*EXERCISE INSTRUCTIONS:*
**1)** In the veterans blog post, condense the paragraph beginning "The cave, of course, is itself basic" into a short bulleted list that keeps its main facts.
**2)** According to the veterans blog post, what scene does the writer's PC wallpaper envision?
**3)** Decide whether each statement agrees with the veterans blog post. Answer yes or no for each, and quote the deciding words from the post.
(a) Older veterans were often conscripted.
(b) The recent federal legislation to lift the debt ceiling brought real gains for veterans.
(c) The writer plans to prepare material opposing the Governor of Florida.

*DOCUMENT TEXT:*
Another Try!

It is remarkable that it has been since 2016 since I have been on my blog. But I have not been asleep. Going forward, I will try to develop it into something people want to follow, but at this point, no one knows about it or how to get to it. I will have to learn the system.

But after seven years, we still haven’t got off the dime about veterans, not even with the recent federal legislation to lift the debt ceiling. What is there for veterans is window dressing.

But I’m not about to get stuck on that issue. There is a more important one, and that is the disaster we have as Governor of Florida. I cannot imagine what harm he would cause as president of the U.S. So I will be working up material to oppose him. More on that later, but this is the beginning.

Veterans

windows-7-landscape-4This is my PC wallpaper, envisioning an early age when we were cave dwellers, really a beginning of us.  Caves were protection, but we still needed to guard the entrance to enhance that security.  And, when we went out to hunt, we needed more than hunters:  There had to be extras to protect the hunters.  When our food population declined, we needed the extras to protect our expanded hunting grounds.  This may be a basic source of aggression – the need to protect.

The cave, of course, is itself basic, and this image conjures the origin of the military – on the ground with clubs, axes, bows and arrows, whatever weapons the culture developed to fit its locale and its foraging needs.  When wounded or aged, these extras became veterans.  They were revered because they protected our lives and our livelihoods.

And we have veterans today, many the product of our volunteer service corps, whether on land, on or under the sea, or in the air.  Older veterans were often conscripted, but we don’t seem to define a difference.  Whether service was forced or volunteer, we still revere these men and women, for the original reason – in some way each one has protected our lives and our livelihood.  It hasn’t seemed to matter much to most of us whether the service was in a justified effort to protect, or one that is questionable.  Those who protect don’t have the luxury of making that distinction.

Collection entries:

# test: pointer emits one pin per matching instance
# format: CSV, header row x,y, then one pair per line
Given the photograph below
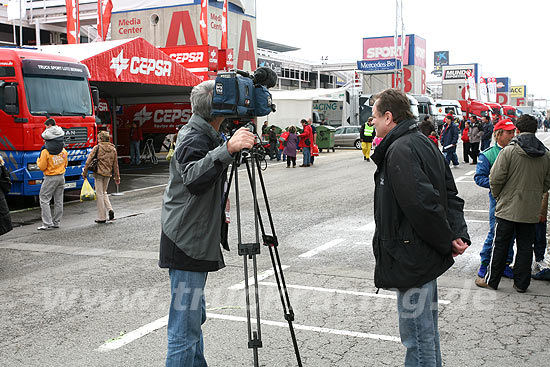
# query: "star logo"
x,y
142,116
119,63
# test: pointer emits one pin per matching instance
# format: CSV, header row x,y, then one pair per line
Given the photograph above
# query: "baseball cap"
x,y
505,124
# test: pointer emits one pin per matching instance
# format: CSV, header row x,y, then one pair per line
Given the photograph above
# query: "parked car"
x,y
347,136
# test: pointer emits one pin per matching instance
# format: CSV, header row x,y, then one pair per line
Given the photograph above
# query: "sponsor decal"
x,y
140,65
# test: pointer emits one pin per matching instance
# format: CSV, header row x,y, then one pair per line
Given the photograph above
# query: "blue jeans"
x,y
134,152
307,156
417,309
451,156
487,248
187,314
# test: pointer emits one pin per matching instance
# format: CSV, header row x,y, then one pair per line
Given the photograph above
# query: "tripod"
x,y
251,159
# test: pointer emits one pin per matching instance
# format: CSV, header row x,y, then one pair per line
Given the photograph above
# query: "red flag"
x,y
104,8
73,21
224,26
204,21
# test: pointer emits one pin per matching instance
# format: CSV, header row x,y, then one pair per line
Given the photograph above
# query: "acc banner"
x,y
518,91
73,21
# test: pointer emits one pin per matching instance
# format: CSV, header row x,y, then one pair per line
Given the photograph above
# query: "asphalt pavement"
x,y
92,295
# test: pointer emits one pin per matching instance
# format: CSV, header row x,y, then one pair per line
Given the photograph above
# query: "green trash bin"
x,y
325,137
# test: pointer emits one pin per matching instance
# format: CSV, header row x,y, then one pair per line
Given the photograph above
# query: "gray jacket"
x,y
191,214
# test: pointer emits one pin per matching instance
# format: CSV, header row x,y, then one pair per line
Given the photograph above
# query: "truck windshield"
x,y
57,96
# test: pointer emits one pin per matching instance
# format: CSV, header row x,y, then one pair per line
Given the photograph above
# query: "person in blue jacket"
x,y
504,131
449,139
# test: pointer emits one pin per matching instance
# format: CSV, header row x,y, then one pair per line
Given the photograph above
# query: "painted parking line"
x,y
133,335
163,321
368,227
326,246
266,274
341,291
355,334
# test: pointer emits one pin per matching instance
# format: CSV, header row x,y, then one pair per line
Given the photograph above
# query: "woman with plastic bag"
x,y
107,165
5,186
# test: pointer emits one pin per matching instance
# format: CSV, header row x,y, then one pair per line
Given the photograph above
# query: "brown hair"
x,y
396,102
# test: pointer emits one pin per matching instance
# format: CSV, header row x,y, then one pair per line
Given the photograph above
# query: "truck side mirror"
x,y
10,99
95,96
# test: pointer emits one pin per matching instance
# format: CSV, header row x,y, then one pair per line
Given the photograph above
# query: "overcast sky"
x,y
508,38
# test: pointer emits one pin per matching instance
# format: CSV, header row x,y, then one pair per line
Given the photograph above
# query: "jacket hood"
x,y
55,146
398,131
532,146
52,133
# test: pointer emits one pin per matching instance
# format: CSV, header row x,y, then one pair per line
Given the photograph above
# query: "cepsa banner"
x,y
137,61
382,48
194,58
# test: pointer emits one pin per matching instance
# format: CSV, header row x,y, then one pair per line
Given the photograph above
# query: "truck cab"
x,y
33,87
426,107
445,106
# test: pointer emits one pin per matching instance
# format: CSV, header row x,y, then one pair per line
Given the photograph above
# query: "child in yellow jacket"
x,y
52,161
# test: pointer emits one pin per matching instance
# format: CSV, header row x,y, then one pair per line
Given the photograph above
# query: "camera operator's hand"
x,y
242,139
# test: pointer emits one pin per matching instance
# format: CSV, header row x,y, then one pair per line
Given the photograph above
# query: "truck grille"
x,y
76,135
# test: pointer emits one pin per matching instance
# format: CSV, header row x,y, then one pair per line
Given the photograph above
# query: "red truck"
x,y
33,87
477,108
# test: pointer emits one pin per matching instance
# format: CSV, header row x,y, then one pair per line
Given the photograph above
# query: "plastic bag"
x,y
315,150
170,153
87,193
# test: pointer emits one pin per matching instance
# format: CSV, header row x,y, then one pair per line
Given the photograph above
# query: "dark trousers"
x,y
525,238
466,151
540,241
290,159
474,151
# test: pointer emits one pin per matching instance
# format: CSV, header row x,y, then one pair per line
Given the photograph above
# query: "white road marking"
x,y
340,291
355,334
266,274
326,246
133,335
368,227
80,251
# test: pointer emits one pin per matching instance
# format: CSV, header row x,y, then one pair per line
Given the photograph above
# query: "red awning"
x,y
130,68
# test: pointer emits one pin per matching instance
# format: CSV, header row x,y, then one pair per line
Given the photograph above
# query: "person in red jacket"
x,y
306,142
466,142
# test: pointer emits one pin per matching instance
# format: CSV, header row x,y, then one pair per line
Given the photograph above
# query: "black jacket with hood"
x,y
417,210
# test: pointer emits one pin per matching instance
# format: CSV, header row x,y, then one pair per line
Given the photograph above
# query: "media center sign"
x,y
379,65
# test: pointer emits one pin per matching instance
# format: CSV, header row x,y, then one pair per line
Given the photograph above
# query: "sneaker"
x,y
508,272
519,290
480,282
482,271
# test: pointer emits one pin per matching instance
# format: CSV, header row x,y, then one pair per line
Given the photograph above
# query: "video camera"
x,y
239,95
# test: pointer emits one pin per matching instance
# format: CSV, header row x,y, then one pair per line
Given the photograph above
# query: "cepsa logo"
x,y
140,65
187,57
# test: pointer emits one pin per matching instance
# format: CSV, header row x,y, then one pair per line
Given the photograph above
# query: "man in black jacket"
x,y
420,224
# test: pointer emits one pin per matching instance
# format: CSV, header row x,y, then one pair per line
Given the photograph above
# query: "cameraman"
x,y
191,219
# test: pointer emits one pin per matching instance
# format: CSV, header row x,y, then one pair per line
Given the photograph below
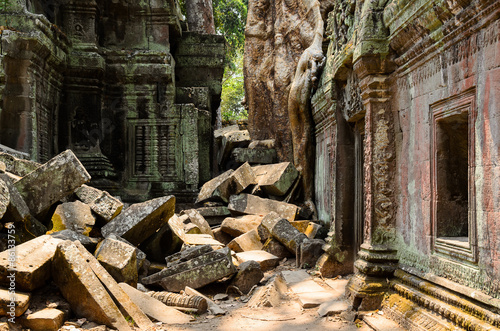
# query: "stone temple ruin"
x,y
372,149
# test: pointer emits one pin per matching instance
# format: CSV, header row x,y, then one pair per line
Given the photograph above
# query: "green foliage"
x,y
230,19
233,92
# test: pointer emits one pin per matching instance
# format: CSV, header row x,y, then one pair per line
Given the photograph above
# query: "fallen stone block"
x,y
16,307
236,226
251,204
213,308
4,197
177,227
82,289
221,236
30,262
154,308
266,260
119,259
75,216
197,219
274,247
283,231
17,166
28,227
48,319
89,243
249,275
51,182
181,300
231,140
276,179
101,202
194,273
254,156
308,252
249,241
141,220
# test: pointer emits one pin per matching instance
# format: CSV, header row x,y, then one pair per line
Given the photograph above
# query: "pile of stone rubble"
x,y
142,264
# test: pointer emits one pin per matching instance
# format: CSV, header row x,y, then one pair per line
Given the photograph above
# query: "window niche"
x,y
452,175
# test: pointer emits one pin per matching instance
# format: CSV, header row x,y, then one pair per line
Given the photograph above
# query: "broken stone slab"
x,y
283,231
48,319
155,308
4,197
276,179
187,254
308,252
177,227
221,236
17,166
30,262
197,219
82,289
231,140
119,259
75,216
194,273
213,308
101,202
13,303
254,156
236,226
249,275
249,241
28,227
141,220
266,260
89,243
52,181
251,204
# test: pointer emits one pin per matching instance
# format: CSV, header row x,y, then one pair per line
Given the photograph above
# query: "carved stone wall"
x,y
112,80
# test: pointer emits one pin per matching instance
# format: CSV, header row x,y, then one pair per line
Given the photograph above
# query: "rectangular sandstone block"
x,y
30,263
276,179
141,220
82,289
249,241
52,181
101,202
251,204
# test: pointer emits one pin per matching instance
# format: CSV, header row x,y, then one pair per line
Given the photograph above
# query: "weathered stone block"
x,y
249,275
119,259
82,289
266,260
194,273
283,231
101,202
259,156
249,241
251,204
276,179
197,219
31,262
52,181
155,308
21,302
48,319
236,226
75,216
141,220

--

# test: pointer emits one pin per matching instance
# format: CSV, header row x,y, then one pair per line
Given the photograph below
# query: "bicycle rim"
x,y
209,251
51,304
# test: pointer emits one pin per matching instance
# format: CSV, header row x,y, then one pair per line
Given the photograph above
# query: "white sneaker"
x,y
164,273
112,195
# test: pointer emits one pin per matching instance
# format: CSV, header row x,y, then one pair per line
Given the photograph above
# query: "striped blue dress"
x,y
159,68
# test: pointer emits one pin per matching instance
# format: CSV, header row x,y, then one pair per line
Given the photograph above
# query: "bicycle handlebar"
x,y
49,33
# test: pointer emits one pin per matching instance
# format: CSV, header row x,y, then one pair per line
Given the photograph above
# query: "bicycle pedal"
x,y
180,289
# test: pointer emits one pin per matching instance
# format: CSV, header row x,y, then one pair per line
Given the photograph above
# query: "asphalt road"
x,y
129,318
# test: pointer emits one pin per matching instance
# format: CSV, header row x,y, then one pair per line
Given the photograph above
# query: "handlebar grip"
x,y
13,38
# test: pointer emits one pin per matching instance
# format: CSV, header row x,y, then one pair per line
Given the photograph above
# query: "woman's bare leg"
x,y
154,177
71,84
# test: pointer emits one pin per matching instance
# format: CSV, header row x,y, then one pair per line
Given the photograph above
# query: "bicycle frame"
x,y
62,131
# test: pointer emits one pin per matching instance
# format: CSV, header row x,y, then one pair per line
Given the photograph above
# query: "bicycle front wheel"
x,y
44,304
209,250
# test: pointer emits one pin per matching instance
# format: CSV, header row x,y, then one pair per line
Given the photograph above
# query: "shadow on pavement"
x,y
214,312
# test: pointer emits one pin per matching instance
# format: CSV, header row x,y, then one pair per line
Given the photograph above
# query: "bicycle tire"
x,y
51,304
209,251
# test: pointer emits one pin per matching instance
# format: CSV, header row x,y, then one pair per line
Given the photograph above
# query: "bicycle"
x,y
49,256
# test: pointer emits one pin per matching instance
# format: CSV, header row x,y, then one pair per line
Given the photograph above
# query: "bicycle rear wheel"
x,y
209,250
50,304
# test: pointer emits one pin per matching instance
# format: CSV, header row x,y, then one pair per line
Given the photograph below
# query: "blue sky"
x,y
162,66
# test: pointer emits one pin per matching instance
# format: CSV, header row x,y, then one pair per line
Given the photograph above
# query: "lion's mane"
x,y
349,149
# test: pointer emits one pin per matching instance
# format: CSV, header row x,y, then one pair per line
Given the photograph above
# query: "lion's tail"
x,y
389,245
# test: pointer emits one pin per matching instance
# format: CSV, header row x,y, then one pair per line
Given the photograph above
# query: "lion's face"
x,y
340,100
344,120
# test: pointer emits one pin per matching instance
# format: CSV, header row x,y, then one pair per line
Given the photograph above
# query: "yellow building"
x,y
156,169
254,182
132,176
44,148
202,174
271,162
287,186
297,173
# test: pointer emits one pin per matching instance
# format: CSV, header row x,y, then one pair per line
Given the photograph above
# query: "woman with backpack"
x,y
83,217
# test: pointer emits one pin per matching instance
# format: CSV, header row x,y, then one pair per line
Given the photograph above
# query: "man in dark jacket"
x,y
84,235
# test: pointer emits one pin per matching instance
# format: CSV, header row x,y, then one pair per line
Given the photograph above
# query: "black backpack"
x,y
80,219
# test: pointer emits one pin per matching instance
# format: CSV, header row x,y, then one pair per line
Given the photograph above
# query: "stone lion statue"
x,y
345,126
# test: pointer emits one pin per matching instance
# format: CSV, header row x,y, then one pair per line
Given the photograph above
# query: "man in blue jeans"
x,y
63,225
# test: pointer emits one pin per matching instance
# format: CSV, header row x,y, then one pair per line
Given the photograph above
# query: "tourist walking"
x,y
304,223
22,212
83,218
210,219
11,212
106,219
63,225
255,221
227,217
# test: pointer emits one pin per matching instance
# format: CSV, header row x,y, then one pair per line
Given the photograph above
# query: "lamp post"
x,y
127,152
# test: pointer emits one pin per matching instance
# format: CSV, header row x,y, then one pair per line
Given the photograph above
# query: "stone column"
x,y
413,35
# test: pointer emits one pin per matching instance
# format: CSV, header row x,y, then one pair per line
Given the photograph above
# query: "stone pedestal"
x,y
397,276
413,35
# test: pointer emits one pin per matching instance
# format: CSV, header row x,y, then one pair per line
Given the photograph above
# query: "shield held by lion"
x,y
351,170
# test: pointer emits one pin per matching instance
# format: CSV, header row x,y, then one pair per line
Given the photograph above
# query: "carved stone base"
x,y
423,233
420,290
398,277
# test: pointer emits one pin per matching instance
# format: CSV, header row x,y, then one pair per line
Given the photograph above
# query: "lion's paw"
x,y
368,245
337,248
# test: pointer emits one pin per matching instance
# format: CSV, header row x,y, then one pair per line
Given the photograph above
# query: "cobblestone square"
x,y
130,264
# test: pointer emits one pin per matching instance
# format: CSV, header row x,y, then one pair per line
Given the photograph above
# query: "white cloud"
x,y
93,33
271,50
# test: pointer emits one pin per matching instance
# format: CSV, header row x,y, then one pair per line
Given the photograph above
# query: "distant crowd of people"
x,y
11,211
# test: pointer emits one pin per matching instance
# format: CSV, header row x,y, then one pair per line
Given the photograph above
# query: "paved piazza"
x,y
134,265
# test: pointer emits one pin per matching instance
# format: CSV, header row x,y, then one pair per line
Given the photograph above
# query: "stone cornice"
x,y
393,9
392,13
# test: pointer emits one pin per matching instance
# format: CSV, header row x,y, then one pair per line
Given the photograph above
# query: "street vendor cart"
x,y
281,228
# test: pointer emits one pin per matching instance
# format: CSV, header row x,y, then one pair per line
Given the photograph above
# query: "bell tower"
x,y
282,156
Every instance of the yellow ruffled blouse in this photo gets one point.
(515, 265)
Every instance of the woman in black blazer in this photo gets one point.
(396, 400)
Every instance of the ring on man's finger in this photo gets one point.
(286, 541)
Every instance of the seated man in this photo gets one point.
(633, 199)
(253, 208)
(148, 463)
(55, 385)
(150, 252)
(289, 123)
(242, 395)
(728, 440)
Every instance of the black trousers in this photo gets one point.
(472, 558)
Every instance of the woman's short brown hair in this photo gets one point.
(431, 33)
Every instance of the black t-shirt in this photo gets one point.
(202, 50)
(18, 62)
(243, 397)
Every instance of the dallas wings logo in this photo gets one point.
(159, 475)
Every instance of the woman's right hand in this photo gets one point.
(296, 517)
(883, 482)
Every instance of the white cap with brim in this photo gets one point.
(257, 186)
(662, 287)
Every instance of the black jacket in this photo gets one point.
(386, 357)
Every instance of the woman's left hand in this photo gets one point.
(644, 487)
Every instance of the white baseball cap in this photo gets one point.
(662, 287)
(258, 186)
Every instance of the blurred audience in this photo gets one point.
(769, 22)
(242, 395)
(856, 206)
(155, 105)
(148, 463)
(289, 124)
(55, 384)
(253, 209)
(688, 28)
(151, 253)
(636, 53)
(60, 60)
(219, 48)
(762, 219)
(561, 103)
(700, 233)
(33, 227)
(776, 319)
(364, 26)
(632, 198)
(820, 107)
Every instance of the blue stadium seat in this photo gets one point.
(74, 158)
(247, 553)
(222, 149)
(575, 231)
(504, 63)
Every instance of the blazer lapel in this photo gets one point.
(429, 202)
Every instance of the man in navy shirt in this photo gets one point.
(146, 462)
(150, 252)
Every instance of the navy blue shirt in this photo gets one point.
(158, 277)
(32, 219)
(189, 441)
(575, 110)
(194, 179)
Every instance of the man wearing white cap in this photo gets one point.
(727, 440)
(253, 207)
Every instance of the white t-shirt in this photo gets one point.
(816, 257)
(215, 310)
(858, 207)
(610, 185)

---

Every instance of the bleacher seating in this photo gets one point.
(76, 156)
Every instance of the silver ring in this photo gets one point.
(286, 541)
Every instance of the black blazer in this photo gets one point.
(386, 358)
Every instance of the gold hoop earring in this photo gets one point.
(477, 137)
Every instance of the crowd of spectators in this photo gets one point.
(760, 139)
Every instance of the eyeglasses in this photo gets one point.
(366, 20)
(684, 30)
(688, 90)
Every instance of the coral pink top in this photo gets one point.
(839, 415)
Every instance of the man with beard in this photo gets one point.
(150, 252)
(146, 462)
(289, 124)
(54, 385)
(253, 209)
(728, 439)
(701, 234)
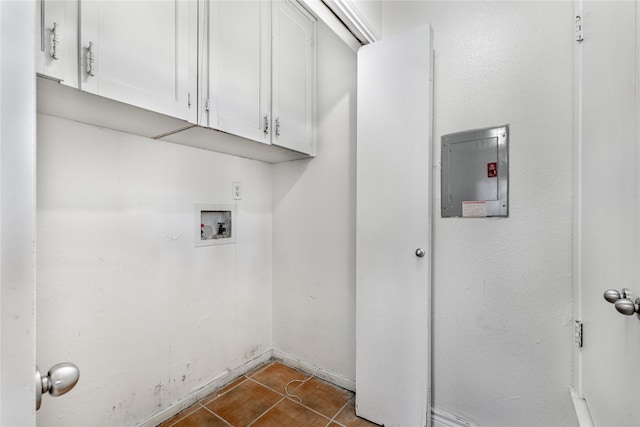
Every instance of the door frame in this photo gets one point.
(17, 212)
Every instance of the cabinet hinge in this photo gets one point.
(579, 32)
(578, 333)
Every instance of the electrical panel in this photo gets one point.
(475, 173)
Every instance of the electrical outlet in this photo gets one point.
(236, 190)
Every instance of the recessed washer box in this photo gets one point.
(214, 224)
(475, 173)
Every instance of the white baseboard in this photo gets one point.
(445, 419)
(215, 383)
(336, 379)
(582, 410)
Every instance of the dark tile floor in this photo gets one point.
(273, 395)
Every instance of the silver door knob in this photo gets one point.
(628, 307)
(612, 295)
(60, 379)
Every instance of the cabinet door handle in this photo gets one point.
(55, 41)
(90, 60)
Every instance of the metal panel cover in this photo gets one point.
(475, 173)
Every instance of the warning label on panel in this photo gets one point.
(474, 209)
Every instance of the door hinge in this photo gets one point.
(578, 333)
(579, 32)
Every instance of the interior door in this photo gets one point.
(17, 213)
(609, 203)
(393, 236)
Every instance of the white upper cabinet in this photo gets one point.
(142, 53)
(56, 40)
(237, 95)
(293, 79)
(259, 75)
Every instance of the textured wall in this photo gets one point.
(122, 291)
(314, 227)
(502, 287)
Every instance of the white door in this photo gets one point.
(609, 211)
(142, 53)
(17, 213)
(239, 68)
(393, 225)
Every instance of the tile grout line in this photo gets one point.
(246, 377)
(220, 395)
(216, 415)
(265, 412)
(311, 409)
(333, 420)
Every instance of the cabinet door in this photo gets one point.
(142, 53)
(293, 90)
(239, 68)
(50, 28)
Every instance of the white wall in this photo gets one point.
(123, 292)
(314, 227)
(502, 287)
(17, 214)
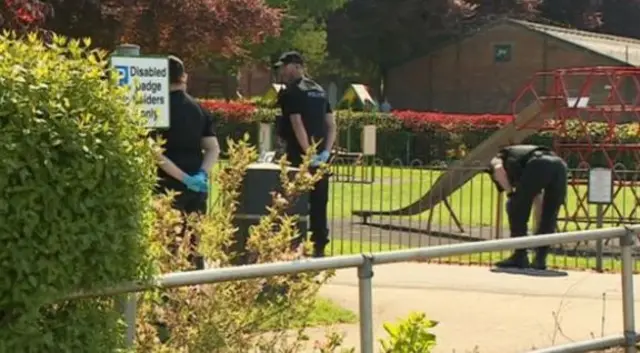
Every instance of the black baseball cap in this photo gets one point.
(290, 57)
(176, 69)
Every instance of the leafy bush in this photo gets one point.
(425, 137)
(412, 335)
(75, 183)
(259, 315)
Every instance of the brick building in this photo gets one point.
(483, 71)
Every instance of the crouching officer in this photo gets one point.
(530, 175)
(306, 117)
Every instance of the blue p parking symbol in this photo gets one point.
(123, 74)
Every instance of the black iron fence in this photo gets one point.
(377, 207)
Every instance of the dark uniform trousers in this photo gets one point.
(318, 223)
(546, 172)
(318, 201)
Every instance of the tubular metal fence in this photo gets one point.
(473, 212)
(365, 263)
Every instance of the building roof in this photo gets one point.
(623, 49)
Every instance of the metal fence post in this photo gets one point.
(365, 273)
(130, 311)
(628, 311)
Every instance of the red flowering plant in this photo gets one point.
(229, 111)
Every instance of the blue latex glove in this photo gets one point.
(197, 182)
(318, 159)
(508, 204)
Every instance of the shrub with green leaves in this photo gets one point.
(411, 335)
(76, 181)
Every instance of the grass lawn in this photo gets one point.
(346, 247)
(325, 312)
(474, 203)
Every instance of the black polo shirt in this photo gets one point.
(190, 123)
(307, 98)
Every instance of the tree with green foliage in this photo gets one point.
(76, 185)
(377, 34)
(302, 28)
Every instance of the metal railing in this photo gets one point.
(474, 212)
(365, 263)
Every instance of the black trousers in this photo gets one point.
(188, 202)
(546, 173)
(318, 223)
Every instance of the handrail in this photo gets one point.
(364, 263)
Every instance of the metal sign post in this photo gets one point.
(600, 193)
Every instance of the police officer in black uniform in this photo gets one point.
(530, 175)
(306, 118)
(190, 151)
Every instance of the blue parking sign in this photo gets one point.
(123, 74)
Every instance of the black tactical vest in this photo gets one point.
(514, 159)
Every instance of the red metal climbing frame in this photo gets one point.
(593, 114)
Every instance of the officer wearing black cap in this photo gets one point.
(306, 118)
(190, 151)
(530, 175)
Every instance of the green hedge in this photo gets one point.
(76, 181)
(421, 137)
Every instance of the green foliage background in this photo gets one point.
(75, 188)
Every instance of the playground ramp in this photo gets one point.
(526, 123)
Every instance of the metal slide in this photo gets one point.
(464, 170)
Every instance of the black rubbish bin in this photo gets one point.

*SOLUTIONS PER TASK:*
**1)**
- The cave image suggests the origin of the military: fighting on the ground with clubs, axes, bows and arrows, or whatever weapons a culture developed for its locale and foraging needs.
- The extras who protected the group became veterans when wounded or aged.
- They were revered because they protected lives and livelihoods.

**2)** It envisions an early age when we were cave dwellers.

**3)**
(a) Yes: "Older veterans were often conscripted"
(b) No: "not even with the recent federal legislation to lift the debt ceiling. What is there for veterans is window dressing."
(c) Yes: "So I will be working up material to oppose him."